Object position labeling entries:

'''

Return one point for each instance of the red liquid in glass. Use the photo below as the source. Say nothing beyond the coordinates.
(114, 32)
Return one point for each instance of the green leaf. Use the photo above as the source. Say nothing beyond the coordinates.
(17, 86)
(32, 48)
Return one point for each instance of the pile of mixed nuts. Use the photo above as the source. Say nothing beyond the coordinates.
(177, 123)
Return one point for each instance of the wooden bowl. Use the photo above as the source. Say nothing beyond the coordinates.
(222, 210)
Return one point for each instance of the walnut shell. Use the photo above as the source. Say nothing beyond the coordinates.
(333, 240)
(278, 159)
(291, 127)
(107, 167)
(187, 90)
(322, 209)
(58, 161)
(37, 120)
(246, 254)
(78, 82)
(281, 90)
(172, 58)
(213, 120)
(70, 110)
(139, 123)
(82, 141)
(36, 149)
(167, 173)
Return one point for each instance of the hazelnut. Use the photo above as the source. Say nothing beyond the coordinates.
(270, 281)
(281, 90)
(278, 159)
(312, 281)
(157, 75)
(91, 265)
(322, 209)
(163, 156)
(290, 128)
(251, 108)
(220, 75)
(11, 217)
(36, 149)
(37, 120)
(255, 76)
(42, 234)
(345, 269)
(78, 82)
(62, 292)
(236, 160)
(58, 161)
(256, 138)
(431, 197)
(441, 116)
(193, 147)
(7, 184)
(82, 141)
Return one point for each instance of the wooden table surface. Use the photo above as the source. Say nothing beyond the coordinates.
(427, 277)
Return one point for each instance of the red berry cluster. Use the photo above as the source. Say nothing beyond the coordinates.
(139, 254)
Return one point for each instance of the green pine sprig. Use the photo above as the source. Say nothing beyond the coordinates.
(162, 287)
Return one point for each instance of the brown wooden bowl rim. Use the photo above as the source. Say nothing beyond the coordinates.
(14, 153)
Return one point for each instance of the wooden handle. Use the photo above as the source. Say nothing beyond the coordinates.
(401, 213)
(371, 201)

'''

Can you reproduce all of the records above word for word, from the first through the last?

#### Complete answer
Return one point for each instance of the red liquid in glass. Use the photo below as the source. Say nothing beyond the coordinates.
(114, 32)
Return one point for each instance of the green leaf. Use the photo above as the source. Say nothing beyond the coordinates.
(17, 86)
(32, 48)
Return one point for each instance of the pile of mixed nuts. Use the photo above as the source. Say nothing beyond the coordinates.
(177, 123)
Return one point for each instance of the wooden bowl. Use the photo above as the source. Say nothing beyond the coordinates.
(222, 210)
Return one point for each instance of the walnut shell. Use the photo above as the source. Say nothing beyond the coordinates.
(333, 240)
(278, 159)
(291, 127)
(107, 167)
(187, 90)
(322, 209)
(58, 161)
(37, 120)
(246, 254)
(78, 82)
(281, 90)
(172, 58)
(213, 120)
(70, 110)
(139, 123)
(82, 141)
(36, 149)
(167, 173)
Return one point for each instance of the hazelnut. Use the photo above as the source. Say nothing beyond the coordinates.
(270, 281)
(281, 90)
(278, 159)
(312, 281)
(157, 75)
(91, 265)
(322, 209)
(163, 156)
(290, 128)
(251, 108)
(220, 75)
(11, 217)
(36, 149)
(37, 120)
(255, 76)
(42, 234)
(345, 269)
(78, 82)
(62, 292)
(236, 160)
(58, 161)
(256, 138)
(431, 197)
(441, 116)
(193, 147)
(7, 184)
(82, 141)
Return one point for each instance of the wooden table surface. Use the photo above as the source. Say nothing beyond the coordinates.
(427, 277)
Return one point for each instance of the red berry cluster. Use the photo above as the source. Say nothing beyond the coordinates.
(139, 254)
Return one point for each instance of the green pine sprig. Use the photo above as the source. Say nothing beyond the coordinates.
(162, 287)
Return one point for each instance of the brown wooden bowl rim. Use the photo above as the source. Say nothing beyond the coordinates.
(14, 153)
Return one point for each instance of the wooden handle. Use the photo above as the source. Say nothing beyond the coordinates.
(401, 213)
(371, 201)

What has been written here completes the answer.